Exercise task: Copy out, character for character, everything from the line containing "TARGET: lit candle" down through the last line of the entries below, including both of those lines.
----
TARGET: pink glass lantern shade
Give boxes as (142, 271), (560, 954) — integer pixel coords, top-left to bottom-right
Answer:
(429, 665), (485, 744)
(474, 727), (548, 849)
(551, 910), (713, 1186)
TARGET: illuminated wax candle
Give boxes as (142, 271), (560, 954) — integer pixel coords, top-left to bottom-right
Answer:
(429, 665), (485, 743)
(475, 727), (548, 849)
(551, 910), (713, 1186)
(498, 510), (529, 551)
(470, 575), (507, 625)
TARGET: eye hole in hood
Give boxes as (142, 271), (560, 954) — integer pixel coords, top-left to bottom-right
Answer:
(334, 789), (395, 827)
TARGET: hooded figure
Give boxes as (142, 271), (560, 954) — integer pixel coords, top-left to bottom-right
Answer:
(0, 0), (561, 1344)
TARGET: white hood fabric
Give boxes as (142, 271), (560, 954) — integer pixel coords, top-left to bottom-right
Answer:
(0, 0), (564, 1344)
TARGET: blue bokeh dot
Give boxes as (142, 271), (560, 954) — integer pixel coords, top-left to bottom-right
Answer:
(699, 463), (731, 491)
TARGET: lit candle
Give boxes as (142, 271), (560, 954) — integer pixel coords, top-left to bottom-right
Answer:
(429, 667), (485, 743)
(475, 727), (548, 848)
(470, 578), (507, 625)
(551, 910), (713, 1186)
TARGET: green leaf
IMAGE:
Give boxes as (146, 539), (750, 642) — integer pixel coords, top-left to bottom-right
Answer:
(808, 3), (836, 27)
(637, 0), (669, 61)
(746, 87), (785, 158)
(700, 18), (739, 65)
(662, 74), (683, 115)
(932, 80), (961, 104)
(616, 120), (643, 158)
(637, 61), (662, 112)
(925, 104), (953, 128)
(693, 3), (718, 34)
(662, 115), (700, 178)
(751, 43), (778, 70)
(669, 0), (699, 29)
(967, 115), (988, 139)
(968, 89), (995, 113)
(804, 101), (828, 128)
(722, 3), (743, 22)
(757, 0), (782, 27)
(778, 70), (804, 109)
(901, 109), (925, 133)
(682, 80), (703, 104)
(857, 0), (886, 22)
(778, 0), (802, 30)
----
Correct response:
TARGET: lit candle
Give boxes as (142, 271), (560, 954) — integer pixel coords, top-left to bottom-right
Answer:
(429, 667), (485, 743)
(475, 727), (548, 848)
(470, 578), (507, 625)
(551, 910), (713, 1186)
TARGET: green leaf
IMAGE:
Give boxes as (146, 539), (750, 642) — integer pixel coords, top-left to bottom-right
Answer:
(808, 3), (836, 27)
(637, 0), (669, 61)
(746, 87), (785, 158)
(700, 18), (739, 65)
(662, 74), (683, 115)
(932, 80), (961, 104)
(616, 120), (643, 158)
(637, 61), (662, 112)
(925, 104), (953, 128)
(693, 3), (718, 34)
(662, 115), (700, 178)
(751, 43), (778, 70)
(669, 0), (699, 29)
(967, 115), (988, 139)
(968, 89), (995, 113)
(804, 101), (828, 128)
(722, 3), (743, 22)
(757, 0), (782, 27)
(778, 70), (804, 109)
(901, 109), (925, 133)
(682, 80), (703, 104)
(857, 0), (886, 22)
(778, 0), (802, 30)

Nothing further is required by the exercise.